§ **Brano**:

※ ※ ※

Per questo una delle priorità dopo il 21 marzo è quella di continuare a cercare la verità sulle storie delle vittime di mafia. Proprio il 19 marzo vi è stata una prima sentenza per l’omicidio del 5 agosto 1989 di Nino Agostino e sua moglie Ida Castelluccio a Villagrazia di Carini (Palermo). Da quel giorno il padre, Vincenzo, ha giurato di non tagliarsi barba e capelli finché non avesse ottenuto Giustizia: e ora, finalmente, dopo la condanna all’ergastolo di Antonino Madonia, forse quella lunga barba bianca se la potrà tagliare. Ma per circa l’80 per cento delle vittime ancora non si conosce la verità. E tra queste, tanti giornalisti. Penso a Ilaria Alpi e Miran Hrovatin, uccisi il 20 marzo 1994 a Mogadiscio: i genitori di Ilaria sono morti senza poter sapere; penso a Mauro De Mauro, ucciso il 16 settembre 1970 a Palermo e il cui corpo, in 51 anni, non è mai stato ritrovato; penso ad Anna Politkovskaja, uccisa nel proprio palazzo a Mosca il 7 ottobre 2006, ma per quale ancora non si ha alcuna condanna per mandanti o esecutori.

※ ※ ※

§ **Contenuto dei dati**:
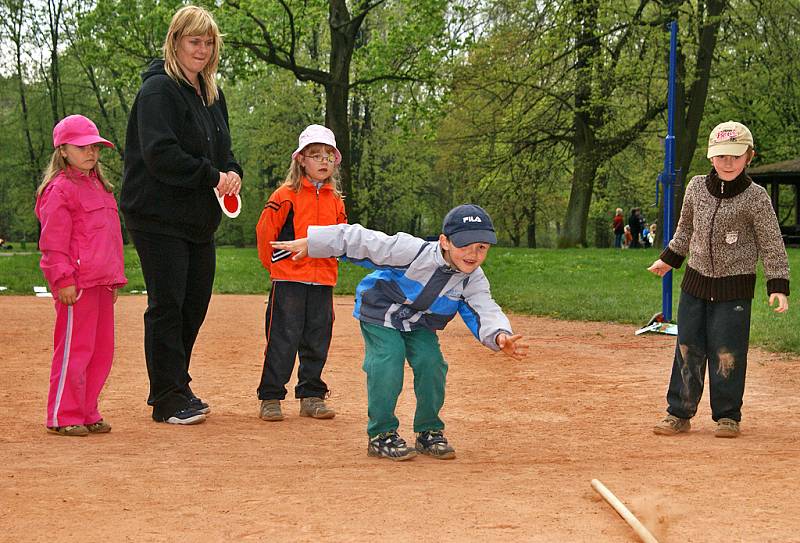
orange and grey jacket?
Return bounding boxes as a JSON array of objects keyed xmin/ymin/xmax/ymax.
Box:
[{"xmin": 256, "ymin": 177, "xmax": 347, "ymax": 286}]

※ ※ ※

§ **Obiettivo dell'esercizio**: Ripeti integralmente il brano sulle vittime di mafia. Le righe provengono da una fonte diversa.

§ **Esercizio svolto**:
Per questo una delle priorità dopo il 21 marzo è quella di continuare a cercare la verità sulle storie delle vittime di mafia. Proprio il 19 marzo vi è stata una prima sentenza per l’omicidio del 5 agosto 1989 di Nino Agostino e sua moglie Ida Castelluccio a Villagrazia di Carini (Palermo). Da quel giorno il padre, Vincenzo, ha giurato di non tagliarsi barba e capelli finché non avesse ottenuto Giustizia: e ora, finalmente, dopo la condanna all’ergastolo di Antonino Madonia, forse quella lunga barba bianca se la potrà tagliare. Ma per circa l’80 per cento delle vittime ancora non si conosce la verità. E tra queste, tanti giornalisti. Penso a Ilaria Alpi e Miran Hrovatin, uccisi il 20 marzo 1994 a Mogadiscio: i genitori di Ilaria sono morti senza poter sapere; penso a Mauro De Mauro, ucciso il 16 settembre 1970 a Palermo e il cui corpo, in 51 anni, non è mai stato ritrovato; penso ad Anna Politkovskaja, uccisa nel proprio palazzo a Mosca il 7 ottobre 2006, ma per quale ancora non si ha alcuna condanna per mandanti o esecutori.